Request = Rewrite everything from the line containing "Please trace the outline of every instance of the chin." down to the line containing "POLYGON ((649 351, 636", with "receives" changed to "gets" and nothing else altered. Return only those lines.
··· Data ···
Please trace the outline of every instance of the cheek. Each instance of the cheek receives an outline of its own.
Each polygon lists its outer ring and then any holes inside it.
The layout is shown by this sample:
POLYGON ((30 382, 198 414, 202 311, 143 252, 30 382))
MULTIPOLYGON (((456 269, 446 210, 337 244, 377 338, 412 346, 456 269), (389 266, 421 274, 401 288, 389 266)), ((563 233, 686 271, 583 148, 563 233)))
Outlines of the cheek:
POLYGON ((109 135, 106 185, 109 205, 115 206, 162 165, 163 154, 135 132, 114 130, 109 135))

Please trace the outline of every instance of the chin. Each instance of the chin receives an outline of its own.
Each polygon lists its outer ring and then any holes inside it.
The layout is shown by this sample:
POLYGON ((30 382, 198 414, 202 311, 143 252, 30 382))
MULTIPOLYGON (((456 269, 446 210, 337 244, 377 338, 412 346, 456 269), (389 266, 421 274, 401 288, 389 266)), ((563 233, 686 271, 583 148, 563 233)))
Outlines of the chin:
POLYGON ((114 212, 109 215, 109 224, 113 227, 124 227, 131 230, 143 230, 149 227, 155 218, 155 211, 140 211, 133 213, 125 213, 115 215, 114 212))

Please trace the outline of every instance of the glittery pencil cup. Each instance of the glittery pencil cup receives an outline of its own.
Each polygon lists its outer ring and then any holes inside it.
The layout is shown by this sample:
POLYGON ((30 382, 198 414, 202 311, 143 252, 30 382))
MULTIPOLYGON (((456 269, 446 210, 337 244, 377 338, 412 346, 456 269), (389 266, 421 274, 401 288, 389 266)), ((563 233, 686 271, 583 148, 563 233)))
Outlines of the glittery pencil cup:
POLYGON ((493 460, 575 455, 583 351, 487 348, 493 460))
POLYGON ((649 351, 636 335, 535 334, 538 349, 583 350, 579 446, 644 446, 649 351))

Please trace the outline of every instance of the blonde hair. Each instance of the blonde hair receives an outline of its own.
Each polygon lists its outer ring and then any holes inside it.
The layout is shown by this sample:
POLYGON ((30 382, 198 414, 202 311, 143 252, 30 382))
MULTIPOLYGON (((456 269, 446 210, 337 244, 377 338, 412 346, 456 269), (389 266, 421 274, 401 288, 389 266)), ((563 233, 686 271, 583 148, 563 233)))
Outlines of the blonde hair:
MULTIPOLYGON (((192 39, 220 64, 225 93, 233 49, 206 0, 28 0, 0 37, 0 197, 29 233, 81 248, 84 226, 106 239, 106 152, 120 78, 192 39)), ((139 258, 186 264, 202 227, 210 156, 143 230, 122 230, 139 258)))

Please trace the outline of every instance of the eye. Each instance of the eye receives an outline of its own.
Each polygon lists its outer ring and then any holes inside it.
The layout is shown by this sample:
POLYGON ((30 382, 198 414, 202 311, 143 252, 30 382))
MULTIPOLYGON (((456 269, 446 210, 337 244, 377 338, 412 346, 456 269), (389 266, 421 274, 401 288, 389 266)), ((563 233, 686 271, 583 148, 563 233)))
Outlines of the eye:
···
Complete output =
Please trace the outline of every instance of the chin. Each instance of the chin gets an outline of its own.
Each polygon lists its outer ring and then any holes inside it.
The layout is shown by this sample:
POLYGON ((30 382, 198 414, 202 311, 143 252, 30 382))
MULTIPOLYGON (((456 269, 446 210, 337 244, 377 338, 412 346, 456 269), (389 266, 421 274, 401 288, 389 266)), ((563 233, 686 271, 583 148, 563 233)))
Outlines of the chin:
POLYGON ((114 212, 109 215, 109 224, 113 227, 124 227, 131 230, 143 230, 149 227, 155 218, 155 211, 140 211, 133 213, 125 213, 115 215, 114 212))

Please trace the outline of every instance of the glittery pencil cup. Each instance of the glittery pencil cup gets an outline of its own.
Each polygon lists its outer ring and then any holes inside it.
The layout is shown by this sample:
POLYGON ((30 382, 198 414, 202 311, 143 252, 30 382))
MULTIPOLYGON (((456 269, 446 210, 337 244, 377 338, 412 346, 456 269), (389 266, 421 274, 401 288, 389 266)), ((563 233, 686 271, 583 148, 563 233)))
Outlines of the glittery pencil cup:
POLYGON ((493 460, 575 455, 583 351, 487 348, 493 460))
POLYGON ((649 351, 636 335, 535 334, 538 349, 583 350, 579 446, 644 446, 649 351))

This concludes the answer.